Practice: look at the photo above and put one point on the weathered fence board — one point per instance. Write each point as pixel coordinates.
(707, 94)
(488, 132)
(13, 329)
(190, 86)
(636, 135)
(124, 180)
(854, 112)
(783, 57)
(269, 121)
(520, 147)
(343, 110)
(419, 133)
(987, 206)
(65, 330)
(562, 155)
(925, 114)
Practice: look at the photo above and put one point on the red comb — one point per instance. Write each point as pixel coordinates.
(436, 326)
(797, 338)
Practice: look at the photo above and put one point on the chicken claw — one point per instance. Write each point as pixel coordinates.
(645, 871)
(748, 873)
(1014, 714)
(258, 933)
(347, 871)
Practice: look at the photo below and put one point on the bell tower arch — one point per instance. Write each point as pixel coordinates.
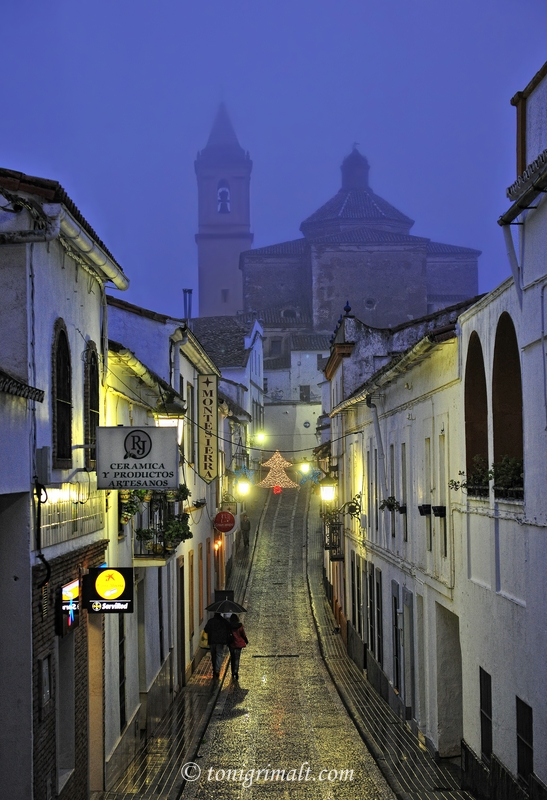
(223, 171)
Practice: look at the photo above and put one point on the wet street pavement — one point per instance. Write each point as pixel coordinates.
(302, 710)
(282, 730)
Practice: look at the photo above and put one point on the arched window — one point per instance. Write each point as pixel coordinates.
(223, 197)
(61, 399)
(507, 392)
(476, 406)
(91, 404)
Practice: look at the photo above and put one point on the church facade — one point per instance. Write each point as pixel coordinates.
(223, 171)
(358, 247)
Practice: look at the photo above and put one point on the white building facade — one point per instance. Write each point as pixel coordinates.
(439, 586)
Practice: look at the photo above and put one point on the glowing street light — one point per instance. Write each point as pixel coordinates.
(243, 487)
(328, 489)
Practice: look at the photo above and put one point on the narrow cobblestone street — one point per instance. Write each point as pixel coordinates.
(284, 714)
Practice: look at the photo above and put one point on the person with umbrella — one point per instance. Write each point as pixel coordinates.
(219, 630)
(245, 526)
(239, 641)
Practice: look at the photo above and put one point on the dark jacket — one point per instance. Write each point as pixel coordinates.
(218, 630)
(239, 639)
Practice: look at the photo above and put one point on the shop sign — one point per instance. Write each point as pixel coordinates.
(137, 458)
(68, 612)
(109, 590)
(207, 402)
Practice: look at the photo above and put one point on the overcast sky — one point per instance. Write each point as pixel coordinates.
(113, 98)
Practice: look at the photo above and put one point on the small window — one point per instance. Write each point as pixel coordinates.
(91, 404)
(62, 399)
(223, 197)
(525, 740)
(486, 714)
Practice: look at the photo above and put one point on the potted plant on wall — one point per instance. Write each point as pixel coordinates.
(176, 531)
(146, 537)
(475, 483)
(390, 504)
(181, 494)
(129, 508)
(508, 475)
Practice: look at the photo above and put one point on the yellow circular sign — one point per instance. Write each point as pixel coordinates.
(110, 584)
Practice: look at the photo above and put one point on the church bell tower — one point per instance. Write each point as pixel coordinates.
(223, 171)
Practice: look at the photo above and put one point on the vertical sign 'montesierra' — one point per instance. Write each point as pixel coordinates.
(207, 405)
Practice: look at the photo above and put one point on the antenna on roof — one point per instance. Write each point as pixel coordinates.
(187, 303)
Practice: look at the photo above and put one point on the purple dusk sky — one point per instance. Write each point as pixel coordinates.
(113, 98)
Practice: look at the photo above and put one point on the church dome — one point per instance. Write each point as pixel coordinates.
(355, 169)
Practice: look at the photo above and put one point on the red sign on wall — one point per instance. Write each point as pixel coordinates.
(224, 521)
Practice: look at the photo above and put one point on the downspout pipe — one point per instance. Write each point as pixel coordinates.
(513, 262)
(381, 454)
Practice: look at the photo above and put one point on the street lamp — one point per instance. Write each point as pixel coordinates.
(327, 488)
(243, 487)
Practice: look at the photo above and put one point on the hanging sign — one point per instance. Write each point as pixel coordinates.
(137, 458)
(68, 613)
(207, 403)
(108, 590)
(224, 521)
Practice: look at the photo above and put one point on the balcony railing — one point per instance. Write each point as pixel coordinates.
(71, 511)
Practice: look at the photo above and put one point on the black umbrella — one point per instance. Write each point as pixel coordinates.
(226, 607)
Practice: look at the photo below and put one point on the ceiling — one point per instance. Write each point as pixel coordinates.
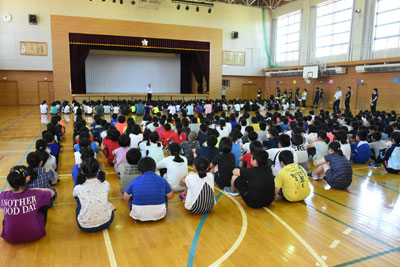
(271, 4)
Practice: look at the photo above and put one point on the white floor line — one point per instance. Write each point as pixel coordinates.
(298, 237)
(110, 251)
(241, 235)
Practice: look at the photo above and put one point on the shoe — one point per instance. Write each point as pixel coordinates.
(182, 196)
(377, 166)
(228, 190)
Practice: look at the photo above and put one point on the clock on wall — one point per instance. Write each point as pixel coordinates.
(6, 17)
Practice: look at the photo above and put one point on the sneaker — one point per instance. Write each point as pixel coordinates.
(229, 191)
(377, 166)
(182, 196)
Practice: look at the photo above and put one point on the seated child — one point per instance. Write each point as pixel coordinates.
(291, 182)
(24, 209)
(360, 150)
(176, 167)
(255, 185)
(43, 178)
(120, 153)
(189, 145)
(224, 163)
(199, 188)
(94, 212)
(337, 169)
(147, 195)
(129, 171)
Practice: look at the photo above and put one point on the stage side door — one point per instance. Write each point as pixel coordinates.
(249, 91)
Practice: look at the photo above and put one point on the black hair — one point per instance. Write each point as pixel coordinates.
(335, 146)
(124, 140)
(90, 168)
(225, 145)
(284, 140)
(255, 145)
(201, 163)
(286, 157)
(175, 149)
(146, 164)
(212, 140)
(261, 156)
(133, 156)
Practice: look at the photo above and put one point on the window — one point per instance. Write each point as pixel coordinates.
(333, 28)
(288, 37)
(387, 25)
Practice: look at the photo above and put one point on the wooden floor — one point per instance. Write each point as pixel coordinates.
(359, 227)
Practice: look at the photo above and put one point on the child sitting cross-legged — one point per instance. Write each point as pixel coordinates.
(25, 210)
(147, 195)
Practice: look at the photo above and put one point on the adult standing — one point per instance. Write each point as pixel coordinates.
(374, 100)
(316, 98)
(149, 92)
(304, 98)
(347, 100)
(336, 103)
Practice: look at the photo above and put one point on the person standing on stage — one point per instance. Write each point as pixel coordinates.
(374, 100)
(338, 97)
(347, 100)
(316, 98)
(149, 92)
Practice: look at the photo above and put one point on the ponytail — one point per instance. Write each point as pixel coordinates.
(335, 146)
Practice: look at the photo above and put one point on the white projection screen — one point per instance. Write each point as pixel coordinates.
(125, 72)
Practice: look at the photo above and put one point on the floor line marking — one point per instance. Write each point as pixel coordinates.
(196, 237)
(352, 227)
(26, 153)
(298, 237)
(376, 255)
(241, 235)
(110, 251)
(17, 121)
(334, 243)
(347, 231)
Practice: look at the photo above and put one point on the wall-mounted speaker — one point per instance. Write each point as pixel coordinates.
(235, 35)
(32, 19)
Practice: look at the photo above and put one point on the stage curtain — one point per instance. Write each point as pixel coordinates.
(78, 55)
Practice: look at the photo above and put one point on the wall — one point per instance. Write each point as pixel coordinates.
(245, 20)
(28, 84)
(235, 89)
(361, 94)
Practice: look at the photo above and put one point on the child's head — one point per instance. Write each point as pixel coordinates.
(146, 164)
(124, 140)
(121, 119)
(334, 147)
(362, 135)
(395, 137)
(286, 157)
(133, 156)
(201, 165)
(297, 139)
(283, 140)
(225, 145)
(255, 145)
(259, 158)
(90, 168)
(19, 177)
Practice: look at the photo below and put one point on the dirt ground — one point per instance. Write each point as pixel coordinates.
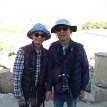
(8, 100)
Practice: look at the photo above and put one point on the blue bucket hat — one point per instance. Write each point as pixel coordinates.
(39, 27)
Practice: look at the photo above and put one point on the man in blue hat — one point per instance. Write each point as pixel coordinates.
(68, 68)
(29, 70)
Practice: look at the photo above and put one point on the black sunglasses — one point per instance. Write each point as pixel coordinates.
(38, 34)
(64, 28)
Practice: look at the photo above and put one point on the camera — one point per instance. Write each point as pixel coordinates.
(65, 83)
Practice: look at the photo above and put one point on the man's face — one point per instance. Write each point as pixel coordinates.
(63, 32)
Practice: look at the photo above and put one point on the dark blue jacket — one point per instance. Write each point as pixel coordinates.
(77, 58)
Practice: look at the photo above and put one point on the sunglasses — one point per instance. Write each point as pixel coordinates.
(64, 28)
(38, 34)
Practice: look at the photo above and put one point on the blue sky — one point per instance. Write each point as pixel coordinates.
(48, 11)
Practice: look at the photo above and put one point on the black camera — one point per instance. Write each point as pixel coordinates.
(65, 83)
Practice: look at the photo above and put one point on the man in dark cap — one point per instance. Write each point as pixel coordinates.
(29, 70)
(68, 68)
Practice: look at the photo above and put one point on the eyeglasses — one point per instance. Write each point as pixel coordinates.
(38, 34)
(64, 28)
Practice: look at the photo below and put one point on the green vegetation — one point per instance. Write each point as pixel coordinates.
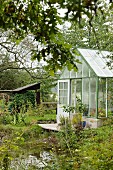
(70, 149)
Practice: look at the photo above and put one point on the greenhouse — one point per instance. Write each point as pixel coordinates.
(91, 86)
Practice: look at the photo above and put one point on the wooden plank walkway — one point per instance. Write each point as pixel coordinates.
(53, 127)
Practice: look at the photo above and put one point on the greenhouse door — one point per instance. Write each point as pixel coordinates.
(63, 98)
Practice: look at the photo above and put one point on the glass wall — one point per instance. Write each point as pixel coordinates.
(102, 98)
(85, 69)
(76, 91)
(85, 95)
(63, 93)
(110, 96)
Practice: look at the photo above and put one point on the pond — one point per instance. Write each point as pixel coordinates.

************

§ **Task objective**: What should come out is the exact run of lines from the one holding "the wooden plank" through the end of the records above, and nothing besides.

§ **Response to the exercise**:
Practice: look at the photo above and put one point on the wooden plank walkway — one point per instance. Write each point as pixel coordinates.
(53, 127)
Practice: look at the photo above and put one point on the greenhouse door — one point per instance. Write each point as pixel coordinates.
(63, 98)
Practice: look at the photo above and put one point on the glass wall — one point per instance. Write each point as pixel coordinates.
(102, 98)
(85, 69)
(76, 91)
(85, 95)
(63, 93)
(110, 96)
Practice: look at the photo above and put one point on the pond — one point per instance. Write each point as pixel coordinates.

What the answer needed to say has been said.